Photo object pointing rows
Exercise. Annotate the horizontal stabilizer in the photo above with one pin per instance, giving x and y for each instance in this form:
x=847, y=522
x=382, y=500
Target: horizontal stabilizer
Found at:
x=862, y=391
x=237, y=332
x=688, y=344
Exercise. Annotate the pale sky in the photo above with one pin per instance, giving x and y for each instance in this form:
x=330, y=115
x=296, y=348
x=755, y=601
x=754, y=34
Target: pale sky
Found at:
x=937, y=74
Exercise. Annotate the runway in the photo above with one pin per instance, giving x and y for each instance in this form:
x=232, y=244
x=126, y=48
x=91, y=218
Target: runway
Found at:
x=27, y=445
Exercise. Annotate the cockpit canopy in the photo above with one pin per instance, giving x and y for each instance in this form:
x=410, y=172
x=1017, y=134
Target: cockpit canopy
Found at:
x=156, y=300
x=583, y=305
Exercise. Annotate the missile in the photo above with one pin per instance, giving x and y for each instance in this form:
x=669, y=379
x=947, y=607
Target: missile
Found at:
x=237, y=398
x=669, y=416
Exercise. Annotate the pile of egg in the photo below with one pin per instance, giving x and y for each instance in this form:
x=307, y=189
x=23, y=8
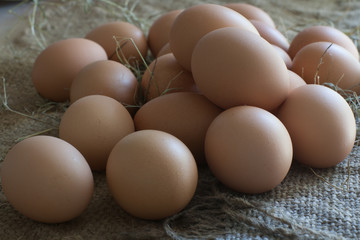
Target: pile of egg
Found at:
x=225, y=89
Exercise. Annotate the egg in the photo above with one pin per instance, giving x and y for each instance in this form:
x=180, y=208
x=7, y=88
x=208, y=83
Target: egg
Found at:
x=47, y=179
x=272, y=35
x=321, y=125
x=108, y=34
x=94, y=124
x=295, y=80
x=166, y=75
x=151, y=174
x=322, y=62
x=322, y=34
x=283, y=54
x=194, y=22
x=185, y=115
x=233, y=67
x=107, y=78
x=252, y=12
x=159, y=32
x=248, y=149
x=57, y=65
x=164, y=50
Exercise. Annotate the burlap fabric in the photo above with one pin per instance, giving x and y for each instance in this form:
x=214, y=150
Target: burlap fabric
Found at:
x=304, y=206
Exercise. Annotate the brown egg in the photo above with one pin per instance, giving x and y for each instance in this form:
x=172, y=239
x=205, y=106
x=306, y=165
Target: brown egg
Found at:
x=322, y=34
x=295, y=80
x=55, y=68
x=185, y=115
x=284, y=56
x=233, y=67
x=195, y=22
x=94, y=124
x=322, y=62
x=122, y=31
x=248, y=149
x=272, y=35
x=164, y=50
x=159, y=32
x=166, y=75
x=47, y=179
x=151, y=174
x=107, y=78
x=251, y=12
x=321, y=125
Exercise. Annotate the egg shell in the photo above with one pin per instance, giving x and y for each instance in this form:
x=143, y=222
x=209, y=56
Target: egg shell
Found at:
x=248, y=149
x=295, y=80
x=94, y=124
x=283, y=54
x=322, y=62
x=107, y=78
x=57, y=65
x=196, y=21
x=235, y=67
x=159, y=32
x=252, y=12
x=321, y=125
x=272, y=35
x=322, y=34
x=166, y=75
x=122, y=31
x=151, y=174
x=47, y=179
x=164, y=50
x=185, y=115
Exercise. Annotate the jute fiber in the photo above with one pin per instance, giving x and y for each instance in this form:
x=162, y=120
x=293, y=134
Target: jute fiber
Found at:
x=324, y=204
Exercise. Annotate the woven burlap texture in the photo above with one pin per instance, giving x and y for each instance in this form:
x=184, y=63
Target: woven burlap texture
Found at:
x=303, y=206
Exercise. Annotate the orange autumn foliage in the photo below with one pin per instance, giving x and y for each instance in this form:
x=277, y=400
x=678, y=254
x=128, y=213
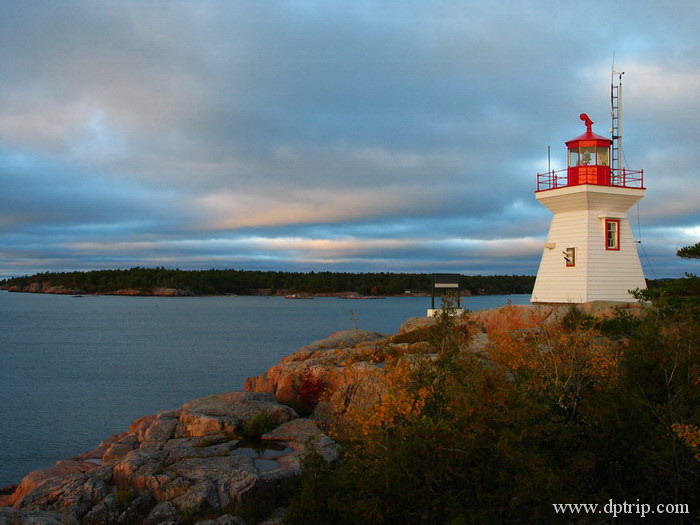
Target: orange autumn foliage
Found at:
x=556, y=362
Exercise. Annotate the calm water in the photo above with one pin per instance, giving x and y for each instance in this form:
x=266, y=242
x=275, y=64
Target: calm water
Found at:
x=75, y=370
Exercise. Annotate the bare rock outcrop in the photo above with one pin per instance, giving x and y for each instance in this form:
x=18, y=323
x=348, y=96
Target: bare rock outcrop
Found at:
x=176, y=465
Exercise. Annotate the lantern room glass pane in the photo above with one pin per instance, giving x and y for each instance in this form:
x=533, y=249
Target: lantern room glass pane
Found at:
x=603, y=156
x=587, y=156
x=573, y=157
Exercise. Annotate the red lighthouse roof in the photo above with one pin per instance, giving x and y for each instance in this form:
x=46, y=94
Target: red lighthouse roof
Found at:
x=588, y=135
x=588, y=161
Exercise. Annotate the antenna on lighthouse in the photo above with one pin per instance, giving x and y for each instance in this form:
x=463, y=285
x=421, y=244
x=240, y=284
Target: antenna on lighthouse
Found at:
x=616, y=115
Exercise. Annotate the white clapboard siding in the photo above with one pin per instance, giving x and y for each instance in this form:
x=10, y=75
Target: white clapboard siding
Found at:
x=579, y=222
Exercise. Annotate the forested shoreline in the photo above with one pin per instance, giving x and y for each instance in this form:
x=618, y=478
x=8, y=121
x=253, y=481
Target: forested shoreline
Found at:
x=253, y=282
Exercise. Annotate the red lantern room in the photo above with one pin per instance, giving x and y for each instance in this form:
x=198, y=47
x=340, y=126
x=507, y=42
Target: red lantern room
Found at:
x=589, y=157
x=589, y=162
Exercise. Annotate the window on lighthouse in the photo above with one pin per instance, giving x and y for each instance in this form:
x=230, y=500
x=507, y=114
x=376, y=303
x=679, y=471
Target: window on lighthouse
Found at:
x=612, y=234
x=570, y=257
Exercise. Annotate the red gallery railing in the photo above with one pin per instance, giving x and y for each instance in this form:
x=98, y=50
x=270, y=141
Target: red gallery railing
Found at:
x=621, y=178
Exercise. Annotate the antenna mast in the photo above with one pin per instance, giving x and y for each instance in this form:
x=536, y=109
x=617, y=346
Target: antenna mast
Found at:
x=616, y=129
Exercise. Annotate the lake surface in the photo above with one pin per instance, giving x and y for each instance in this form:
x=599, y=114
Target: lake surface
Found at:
x=75, y=370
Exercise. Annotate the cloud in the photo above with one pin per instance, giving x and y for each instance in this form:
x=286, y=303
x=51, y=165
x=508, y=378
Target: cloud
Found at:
x=327, y=135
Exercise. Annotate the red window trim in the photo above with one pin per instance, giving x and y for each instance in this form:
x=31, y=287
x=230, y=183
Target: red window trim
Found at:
x=617, y=233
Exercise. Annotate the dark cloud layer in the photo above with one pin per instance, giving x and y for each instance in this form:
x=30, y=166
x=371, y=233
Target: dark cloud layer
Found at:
x=347, y=136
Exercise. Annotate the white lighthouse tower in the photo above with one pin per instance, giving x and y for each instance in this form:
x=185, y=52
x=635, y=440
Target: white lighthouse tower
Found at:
x=590, y=254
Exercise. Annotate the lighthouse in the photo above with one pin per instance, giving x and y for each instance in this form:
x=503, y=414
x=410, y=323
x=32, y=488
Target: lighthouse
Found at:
x=589, y=254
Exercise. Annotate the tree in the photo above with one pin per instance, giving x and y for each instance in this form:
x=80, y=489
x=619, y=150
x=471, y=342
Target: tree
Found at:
x=690, y=252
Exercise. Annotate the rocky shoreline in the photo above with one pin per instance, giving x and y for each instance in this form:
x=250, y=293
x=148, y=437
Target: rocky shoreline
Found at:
x=193, y=465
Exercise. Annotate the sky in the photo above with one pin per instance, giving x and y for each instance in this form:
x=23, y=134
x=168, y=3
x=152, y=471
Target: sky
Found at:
x=362, y=136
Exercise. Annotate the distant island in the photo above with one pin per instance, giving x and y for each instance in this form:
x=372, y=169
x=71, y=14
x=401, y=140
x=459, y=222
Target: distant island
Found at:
x=174, y=282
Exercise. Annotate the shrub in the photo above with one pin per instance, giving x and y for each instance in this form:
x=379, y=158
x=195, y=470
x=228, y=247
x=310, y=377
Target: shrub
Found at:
x=258, y=425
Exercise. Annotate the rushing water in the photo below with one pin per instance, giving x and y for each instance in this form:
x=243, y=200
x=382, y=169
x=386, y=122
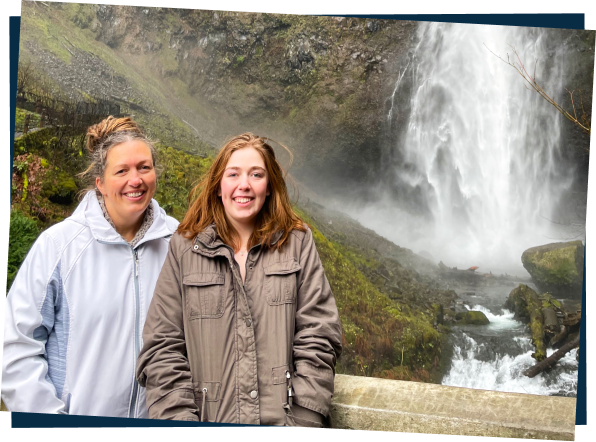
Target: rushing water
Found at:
x=480, y=160
x=474, y=176
x=494, y=357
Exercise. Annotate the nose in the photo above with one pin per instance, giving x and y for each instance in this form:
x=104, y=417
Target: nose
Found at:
x=244, y=185
x=135, y=179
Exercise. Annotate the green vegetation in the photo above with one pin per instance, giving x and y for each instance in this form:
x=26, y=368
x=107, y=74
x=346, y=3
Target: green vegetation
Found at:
x=20, y=120
x=555, y=266
x=382, y=338
x=527, y=307
x=181, y=172
x=22, y=232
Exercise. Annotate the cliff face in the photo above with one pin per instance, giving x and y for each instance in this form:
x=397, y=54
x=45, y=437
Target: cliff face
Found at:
x=316, y=84
x=320, y=85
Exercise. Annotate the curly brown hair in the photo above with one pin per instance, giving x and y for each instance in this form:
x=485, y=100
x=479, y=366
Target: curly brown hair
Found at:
x=275, y=215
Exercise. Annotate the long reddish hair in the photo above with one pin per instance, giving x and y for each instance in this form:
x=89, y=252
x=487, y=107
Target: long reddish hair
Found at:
x=276, y=214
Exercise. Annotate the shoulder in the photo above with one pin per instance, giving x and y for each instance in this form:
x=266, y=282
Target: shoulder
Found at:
x=180, y=244
x=172, y=223
x=62, y=233
x=299, y=235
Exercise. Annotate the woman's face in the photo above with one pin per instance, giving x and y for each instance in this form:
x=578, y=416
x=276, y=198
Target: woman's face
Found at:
x=244, y=186
x=129, y=181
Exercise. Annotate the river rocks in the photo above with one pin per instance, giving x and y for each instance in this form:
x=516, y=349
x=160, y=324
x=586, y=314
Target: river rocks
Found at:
x=527, y=307
x=557, y=268
x=472, y=318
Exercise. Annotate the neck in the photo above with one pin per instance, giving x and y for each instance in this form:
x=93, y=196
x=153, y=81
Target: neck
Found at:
x=245, y=232
x=128, y=227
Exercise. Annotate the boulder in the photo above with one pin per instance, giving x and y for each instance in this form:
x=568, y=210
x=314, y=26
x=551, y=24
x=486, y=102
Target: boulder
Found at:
x=527, y=307
x=472, y=317
x=556, y=268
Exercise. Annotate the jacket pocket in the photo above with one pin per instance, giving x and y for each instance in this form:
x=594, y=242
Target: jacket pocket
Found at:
x=205, y=295
x=208, y=400
x=279, y=379
x=280, y=284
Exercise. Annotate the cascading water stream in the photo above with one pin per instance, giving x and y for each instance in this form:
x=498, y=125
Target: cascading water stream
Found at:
x=480, y=155
x=474, y=178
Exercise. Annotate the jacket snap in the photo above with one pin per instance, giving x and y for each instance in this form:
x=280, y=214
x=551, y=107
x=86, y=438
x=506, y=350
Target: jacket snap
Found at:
x=206, y=323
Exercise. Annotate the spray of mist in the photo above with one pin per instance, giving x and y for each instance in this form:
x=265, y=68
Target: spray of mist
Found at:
x=481, y=152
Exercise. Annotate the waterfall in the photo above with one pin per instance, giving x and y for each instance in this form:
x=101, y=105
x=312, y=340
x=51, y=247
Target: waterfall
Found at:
x=480, y=157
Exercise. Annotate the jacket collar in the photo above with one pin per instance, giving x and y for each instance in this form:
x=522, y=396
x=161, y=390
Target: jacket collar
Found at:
x=210, y=239
x=89, y=213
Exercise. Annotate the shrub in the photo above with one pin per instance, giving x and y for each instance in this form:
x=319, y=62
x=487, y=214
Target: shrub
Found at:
x=22, y=233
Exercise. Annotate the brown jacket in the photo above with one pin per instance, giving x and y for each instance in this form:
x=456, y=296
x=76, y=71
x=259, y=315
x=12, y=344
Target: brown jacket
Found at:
x=220, y=351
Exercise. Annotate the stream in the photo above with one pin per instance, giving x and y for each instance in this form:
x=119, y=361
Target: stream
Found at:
x=494, y=357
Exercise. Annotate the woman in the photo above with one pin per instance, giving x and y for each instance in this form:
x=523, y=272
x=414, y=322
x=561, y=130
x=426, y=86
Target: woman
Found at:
x=243, y=327
x=75, y=311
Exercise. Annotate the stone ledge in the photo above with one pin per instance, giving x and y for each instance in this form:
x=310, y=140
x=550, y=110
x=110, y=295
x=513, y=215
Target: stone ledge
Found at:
x=363, y=403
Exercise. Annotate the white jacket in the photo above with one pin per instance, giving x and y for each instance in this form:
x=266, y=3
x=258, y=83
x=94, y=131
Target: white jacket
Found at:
x=75, y=314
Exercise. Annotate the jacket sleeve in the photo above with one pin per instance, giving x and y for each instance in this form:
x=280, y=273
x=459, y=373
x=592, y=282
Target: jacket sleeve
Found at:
x=29, y=319
x=318, y=335
x=162, y=366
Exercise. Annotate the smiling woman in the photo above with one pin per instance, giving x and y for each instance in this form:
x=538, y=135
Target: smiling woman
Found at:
x=75, y=311
x=243, y=326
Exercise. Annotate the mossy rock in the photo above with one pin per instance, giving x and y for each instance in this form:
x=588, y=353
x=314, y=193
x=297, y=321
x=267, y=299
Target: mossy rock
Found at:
x=527, y=307
x=556, y=268
x=472, y=318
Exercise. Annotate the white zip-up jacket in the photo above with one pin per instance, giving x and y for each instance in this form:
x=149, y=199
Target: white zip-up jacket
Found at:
x=75, y=314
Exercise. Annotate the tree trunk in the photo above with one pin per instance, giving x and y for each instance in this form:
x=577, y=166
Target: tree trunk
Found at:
x=552, y=359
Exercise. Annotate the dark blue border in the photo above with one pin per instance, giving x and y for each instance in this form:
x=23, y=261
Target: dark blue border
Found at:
x=14, y=31
x=541, y=20
x=38, y=420
x=559, y=20
x=581, y=412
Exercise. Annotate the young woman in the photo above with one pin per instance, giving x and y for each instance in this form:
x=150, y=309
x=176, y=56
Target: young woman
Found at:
x=75, y=311
x=243, y=327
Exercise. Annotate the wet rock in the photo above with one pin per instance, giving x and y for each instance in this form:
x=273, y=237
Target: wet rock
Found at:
x=472, y=317
x=556, y=268
x=526, y=305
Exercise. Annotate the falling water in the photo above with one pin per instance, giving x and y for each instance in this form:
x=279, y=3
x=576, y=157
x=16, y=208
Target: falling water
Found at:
x=480, y=156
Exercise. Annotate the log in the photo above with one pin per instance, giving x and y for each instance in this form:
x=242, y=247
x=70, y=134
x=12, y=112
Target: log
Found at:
x=552, y=359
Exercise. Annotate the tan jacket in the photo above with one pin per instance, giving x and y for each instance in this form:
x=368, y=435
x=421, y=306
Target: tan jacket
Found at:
x=219, y=351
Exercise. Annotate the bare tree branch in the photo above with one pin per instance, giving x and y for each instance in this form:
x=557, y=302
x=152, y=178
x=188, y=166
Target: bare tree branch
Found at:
x=584, y=125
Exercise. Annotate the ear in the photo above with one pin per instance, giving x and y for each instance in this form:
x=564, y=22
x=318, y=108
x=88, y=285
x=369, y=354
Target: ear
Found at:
x=99, y=185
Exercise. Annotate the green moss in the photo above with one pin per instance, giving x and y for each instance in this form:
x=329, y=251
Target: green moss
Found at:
x=20, y=116
x=527, y=307
x=556, y=266
x=380, y=335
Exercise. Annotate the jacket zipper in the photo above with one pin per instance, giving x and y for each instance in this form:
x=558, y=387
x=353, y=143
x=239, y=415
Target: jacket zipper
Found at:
x=135, y=387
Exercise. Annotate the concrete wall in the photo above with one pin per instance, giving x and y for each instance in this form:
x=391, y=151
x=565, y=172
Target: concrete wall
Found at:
x=362, y=403
x=410, y=407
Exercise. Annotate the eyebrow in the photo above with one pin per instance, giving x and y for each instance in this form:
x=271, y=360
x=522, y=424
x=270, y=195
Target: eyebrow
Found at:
x=237, y=168
x=120, y=166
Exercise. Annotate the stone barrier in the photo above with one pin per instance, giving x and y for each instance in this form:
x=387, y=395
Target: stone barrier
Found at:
x=362, y=403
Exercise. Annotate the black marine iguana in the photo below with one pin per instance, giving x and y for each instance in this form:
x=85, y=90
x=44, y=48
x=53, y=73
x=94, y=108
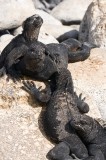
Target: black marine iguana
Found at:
x=18, y=54
x=92, y=134
x=57, y=116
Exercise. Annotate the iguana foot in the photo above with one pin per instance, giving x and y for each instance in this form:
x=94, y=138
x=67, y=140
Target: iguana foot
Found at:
x=82, y=106
x=2, y=71
x=15, y=76
x=60, y=152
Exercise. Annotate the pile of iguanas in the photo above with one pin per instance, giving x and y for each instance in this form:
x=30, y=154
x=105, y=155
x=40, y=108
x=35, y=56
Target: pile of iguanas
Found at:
x=65, y=122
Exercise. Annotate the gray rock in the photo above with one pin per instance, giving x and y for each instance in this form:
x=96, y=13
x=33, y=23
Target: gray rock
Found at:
x=20, y=134
x=44, y=37
x=13, y=13
x=58, y=30
x=70, y=12
x=67, y=35
x=47, y=18
x=92, y=28
x=46, y=5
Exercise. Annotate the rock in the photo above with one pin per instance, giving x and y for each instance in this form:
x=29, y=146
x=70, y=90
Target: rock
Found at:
x=44, y=36
x=93, y=26
x=67, y=35
x=58, y=30
x=13, y=13
x=19, y=113
x=4, y=40
x=90, y=78
x=21, y=138
x=47, y=18
x=39, y=5
x=70, y=12
x=46, y=5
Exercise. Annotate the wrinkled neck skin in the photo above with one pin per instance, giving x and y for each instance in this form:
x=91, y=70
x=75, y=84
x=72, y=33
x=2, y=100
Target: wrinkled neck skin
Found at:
x=31, y=34
x=90, y=132
x=64, y=82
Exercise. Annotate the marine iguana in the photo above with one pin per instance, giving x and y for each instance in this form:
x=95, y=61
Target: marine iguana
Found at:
x=57, y=116
x=92, y=134
x=19, y=49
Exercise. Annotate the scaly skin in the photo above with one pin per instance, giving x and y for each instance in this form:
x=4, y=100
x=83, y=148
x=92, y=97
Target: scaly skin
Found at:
x=19, y=51
x=57, y=116
x=92, y=134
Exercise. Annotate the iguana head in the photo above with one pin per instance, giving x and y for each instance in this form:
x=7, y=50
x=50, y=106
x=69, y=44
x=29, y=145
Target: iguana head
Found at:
x=35, y=57
x=31, y=27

» DIRECTIONS FOR THIS TASK:
Change "pin" to "marker" in the lines starting with the line with "Exercise. Annotate the white lighthouse" and going on through the line with "x=589, y=254", leaving everything else the same.

» OUTPUT BELOW:
Exercise. Annotate the white lighthouse tower in the photo above with one marker per instance, giving x and y for each instance in this form:
x=185, y=52
x=635, y=440
Target: white lighthouse tower
Found at:
x=590, y=254
Exercise. Annotate the lighthouse in the photo above with one marker per instance, giving x and y for each instance in this form:
x=503, y=414
x=410, y=323
x=32, y=488
Target: lighthouse
Found at:
x=589, y=254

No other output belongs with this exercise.